### Exercise
Reproduce the listing verbatim from the line containing "Where can the person's" to the line containing "point(198, 466)", including both of those lines.

### Provided data
□ □ □ □ □ □ □
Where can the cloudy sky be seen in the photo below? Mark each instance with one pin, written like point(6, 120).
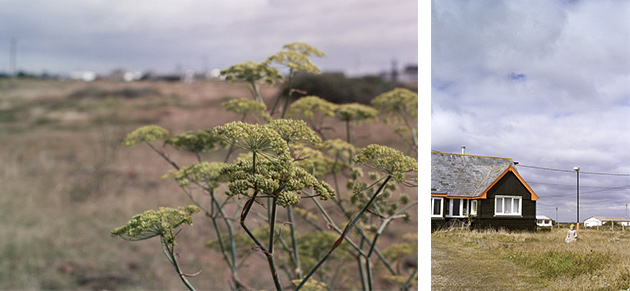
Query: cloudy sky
point(359, 36)
point(546, 83)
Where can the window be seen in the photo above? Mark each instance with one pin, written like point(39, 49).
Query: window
point(473, 207)
point(507, 205)
point(436, 207)
point(457, 208)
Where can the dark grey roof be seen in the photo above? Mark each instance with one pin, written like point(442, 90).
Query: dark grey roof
point(465, 175)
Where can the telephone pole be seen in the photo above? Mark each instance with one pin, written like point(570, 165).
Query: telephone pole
point(13, 58)
point(577, 170)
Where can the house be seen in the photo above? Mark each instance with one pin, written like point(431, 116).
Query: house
point(544, 221)
point(600, 220)
point(487, 191)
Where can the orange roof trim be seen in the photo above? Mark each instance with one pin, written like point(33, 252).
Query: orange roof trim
point(534, 197)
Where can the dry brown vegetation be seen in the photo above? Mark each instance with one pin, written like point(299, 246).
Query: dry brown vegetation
point(65, 182)
point(499, 260)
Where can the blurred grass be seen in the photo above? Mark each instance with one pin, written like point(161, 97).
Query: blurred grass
point(65, 182)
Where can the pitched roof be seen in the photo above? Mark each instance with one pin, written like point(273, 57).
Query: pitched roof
point(459, 175)
point(606, 218)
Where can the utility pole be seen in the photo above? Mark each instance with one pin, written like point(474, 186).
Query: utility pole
point(577, 170)
point(13, 58)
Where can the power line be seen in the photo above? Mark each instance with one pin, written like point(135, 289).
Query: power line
point(571, 171)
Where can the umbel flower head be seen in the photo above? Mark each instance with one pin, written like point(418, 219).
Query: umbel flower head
point(196, 141)
point(252, 137)
point(145, 134)
point(153, 223)
point(387, 160)
point(279, 178)
point(294, 131)
point(253, 72)
point(209, 172)
point(355, 112)
point(246, 106)
point(296, 56)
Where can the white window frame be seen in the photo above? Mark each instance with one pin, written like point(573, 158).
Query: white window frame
point(504, 198)
point(463, 208)
point(441, 206)
point(473, 207)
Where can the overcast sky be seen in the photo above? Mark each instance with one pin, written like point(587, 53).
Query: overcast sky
point(546, 83)
point(359, 36)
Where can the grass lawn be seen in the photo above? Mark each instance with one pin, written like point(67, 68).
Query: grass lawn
point(491, 260)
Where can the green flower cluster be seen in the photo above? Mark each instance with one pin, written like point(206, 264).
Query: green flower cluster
point(277, 178)
point(308, 106)
point(209, 172)
point(156, 223)
point(294, 131)
point(253, 72)
point(296, 56)
point(399, 100)
point(246, 106)
point(196, 141)
point(144, 134)
point(387, 160)
point(355, 112)
point(252, 137)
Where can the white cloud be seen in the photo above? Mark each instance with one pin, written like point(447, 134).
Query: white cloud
point(545, 83)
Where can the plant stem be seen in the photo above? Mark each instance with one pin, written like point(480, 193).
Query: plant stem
point(258, 98)
point(170, 252)
point(269, 252)
point(296, 255)
point(286, 104)
point(365, 279)
point(346, 230)
point(406, 284)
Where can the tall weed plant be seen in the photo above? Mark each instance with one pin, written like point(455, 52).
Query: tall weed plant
point(272, 168)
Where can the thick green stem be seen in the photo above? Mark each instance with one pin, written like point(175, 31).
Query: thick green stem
point(345, 232)
point(408, 282)
point(362, 271)
point(296, 255)
point(339, 231)
point(348, 135)
point(286, 104)
point(170, 252)
point(412, 130)
point(258, 98)
point(269, 252)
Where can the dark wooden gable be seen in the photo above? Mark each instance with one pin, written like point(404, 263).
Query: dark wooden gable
point(508, 185)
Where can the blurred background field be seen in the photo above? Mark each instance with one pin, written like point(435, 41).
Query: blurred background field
point(66, 182)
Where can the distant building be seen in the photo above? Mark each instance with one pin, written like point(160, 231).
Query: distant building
point(487, 191)
point(86, 76)
point(544, 221)
point(595, 221)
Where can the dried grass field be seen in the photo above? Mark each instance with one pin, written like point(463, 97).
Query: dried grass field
point(66, 182)
point(499, 260)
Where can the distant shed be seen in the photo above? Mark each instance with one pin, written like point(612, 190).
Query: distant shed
point(596, 221)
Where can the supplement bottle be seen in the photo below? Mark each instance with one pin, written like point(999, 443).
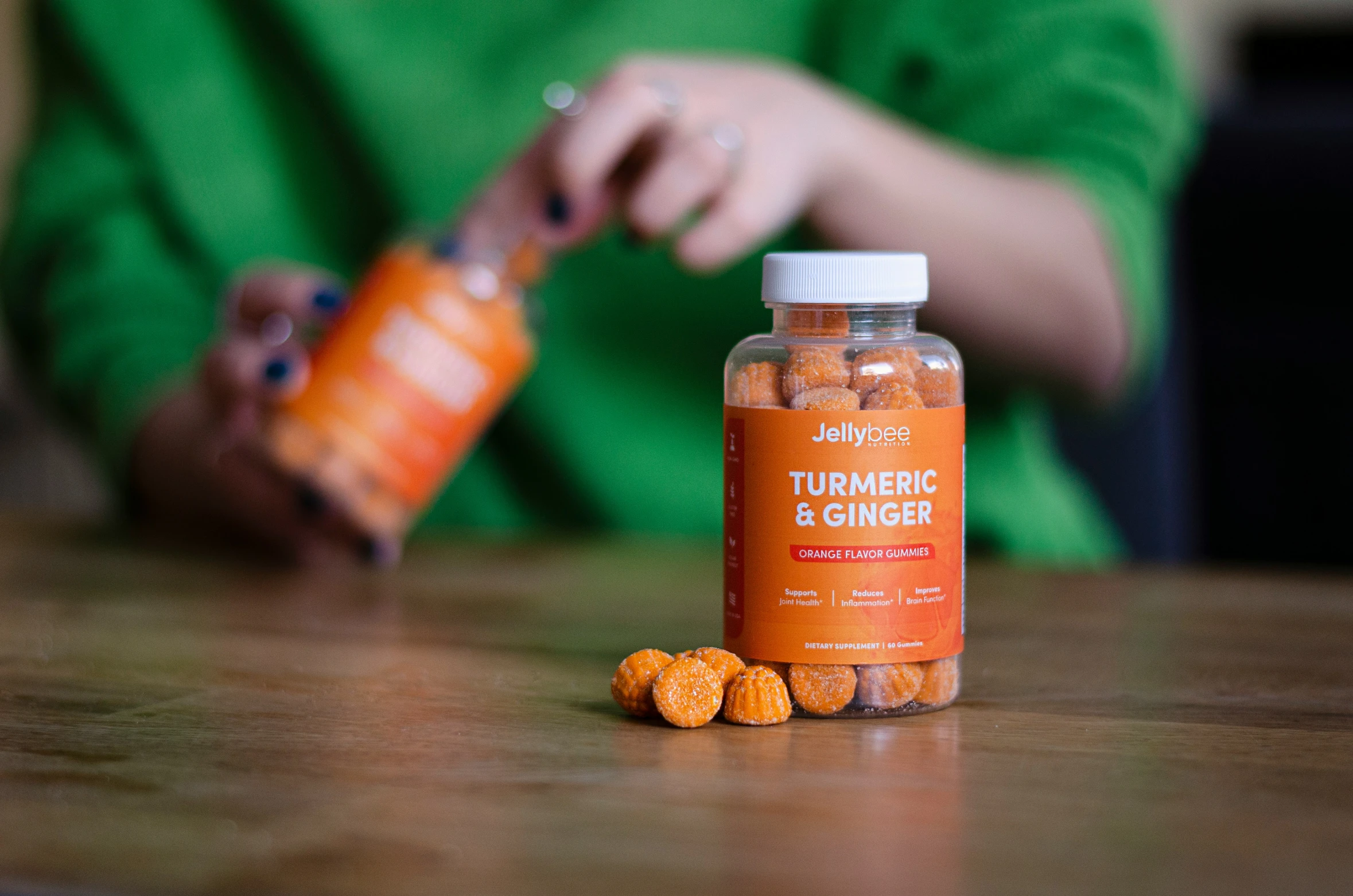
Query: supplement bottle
point(405, 383)
point(843, 500)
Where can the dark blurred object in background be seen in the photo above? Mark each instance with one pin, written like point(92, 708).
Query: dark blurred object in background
point(1264, 239)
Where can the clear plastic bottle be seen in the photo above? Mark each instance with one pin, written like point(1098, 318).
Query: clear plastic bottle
point(843, 457)
point(429, 349)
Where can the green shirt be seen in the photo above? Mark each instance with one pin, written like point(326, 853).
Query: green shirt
point(179, 140)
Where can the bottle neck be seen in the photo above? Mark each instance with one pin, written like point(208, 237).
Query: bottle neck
point(845, 321)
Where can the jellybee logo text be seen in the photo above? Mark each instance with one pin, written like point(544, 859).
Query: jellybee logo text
point(858, 436)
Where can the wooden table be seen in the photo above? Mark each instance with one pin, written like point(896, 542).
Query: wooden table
point(191, 726)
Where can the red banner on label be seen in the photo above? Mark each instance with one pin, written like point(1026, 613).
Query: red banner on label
point(862, 552)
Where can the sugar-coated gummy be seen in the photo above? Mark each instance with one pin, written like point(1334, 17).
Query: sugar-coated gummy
point(818, 322)
point(812, 367)
point(822, 689)
point(688, 694)
point(938, 386)
point(893, 396)
point(721, 661)
point(888, 685)
point(757, 696)
point(757, 386)
point(940, 685)
point(889, 364)
point(780, 669)
point(826, 398)
point(632, 685)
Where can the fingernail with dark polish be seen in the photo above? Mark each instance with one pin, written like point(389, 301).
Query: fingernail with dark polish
point(558, 210)
point(329, 298)
point(447, 247)
point(277, 370)
point(309, 501)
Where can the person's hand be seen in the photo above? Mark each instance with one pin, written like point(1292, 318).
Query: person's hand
point(747, 147)
point(198, 466)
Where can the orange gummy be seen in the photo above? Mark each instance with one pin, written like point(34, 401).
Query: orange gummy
point(632, 687)
point(822, 689)
point(780, 669)
point(723, 662)
point(889, 685)
point(826, 398)
point(893, 397)
point(757, 696)
point(688, 694)
point(940, 684)
point(814, 367)
point(877, 366)
point(757, 386)
point(818, 322)
point(938, 386)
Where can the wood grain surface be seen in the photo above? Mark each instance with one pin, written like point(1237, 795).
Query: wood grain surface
point(174, 724)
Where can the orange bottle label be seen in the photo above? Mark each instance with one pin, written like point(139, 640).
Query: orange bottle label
point(843, 535)
point(406, 382)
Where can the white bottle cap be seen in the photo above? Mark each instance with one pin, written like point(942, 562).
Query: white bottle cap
point(843, 278)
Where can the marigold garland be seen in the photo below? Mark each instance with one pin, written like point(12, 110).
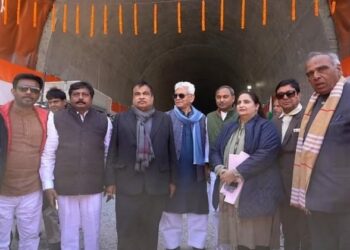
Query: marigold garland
point(5, 11)
point(243, 9)
point(179, 25)
point(333, 6)
point(92, 21)
point(120, 18)
point(105, 19)
point(18, 13)
point(65, 16)
point(35, 11)
point(53, 18)
point(77, 19)
point(203, 16)
point(293, 14)
point(264, 12)
point(136, 28)
point(155, 18)
point(316, 7)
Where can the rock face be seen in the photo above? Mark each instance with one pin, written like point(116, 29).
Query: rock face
point(257, 55)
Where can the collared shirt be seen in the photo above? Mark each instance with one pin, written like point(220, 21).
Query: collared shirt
point(286, 119)
point(49, 160)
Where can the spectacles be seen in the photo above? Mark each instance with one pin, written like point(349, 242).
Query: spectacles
point(24, 89)
point(181, 96)
point(289, 94)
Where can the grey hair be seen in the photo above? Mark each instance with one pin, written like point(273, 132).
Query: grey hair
point(189, 86)
point(229, 88)
point(333, 56)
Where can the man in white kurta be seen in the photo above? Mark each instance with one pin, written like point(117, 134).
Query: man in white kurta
point(72, 166)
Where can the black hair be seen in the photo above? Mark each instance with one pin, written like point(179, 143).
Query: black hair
point(143, 83)
point(255, 99)
point(292, 82)
point(27, 76)
point(81, 85)
point(229, 88)
point(55, 93)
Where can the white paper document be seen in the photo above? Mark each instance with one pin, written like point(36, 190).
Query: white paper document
point(231, 193)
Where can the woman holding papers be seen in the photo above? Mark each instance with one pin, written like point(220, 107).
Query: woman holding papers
point(245, 153)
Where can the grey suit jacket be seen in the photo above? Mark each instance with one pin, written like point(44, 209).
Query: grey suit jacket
point(287, 152)
point(122, 156)
point(329, 188)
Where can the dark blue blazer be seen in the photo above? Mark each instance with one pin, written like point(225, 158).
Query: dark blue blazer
point(122, 156)
point(262, 189)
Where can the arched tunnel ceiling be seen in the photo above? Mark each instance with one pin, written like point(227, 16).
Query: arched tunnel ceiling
point(258, 55)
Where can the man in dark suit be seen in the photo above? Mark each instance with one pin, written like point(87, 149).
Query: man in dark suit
point(294, 226)
point(141, 164)
point(321, 174)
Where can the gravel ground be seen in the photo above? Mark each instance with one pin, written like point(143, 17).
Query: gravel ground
point(109, 236)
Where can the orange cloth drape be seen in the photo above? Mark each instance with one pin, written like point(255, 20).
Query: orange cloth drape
point(19, 42)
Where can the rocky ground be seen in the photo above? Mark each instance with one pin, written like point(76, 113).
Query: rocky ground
point(109, 236)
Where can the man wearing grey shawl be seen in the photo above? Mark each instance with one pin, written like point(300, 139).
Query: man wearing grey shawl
point(141, 167)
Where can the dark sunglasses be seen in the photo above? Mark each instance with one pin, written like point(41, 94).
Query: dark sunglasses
point(25, 89)
point(181, 96)
point(289, 94)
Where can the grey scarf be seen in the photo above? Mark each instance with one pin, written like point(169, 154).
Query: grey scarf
point(144, 150)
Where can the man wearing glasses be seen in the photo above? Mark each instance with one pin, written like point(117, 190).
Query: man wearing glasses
point(294, 223)
point(20, 187)
point(321, 171)
point(190, 198)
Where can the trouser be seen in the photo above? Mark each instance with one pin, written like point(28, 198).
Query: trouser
point(51, 222)
point(27, 210)
point(171, 228)
point(329, 231)
point(138, 219)
point(295, 228)
point(213, 212)
point(77, 211)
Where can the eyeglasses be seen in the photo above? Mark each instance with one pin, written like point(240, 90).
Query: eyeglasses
point(181, 96)
point(289, 94)
point(24, 89)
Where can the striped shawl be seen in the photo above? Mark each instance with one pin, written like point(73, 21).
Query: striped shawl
point(307, 150)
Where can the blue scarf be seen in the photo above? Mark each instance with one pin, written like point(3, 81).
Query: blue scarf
point(193, 120)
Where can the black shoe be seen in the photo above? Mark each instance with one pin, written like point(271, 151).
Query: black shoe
point(55, 246)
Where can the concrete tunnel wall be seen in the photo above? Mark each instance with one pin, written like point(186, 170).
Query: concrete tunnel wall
point(259, 56)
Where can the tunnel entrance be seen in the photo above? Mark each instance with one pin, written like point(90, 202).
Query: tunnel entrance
point(238, 55)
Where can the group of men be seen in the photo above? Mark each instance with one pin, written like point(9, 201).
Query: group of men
point(156, 164)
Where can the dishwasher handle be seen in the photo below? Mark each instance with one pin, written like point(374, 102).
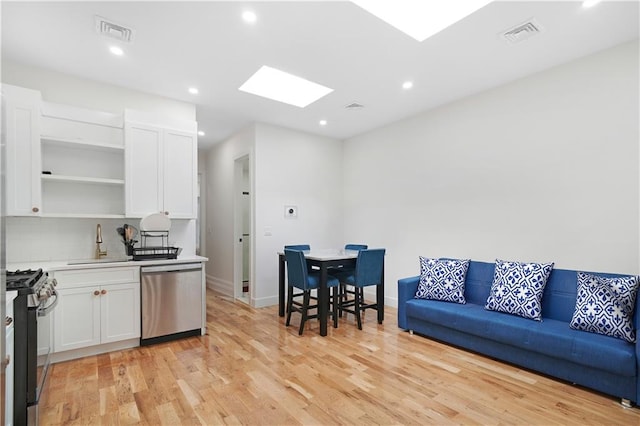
□ □ □ □ □ □ □
### Task output
Where can the person's hand be seen in the photo above? Mark each instance with one pin, written like point(1292, 318).
Query: person's hand
point(747, 147)
point(198, 466)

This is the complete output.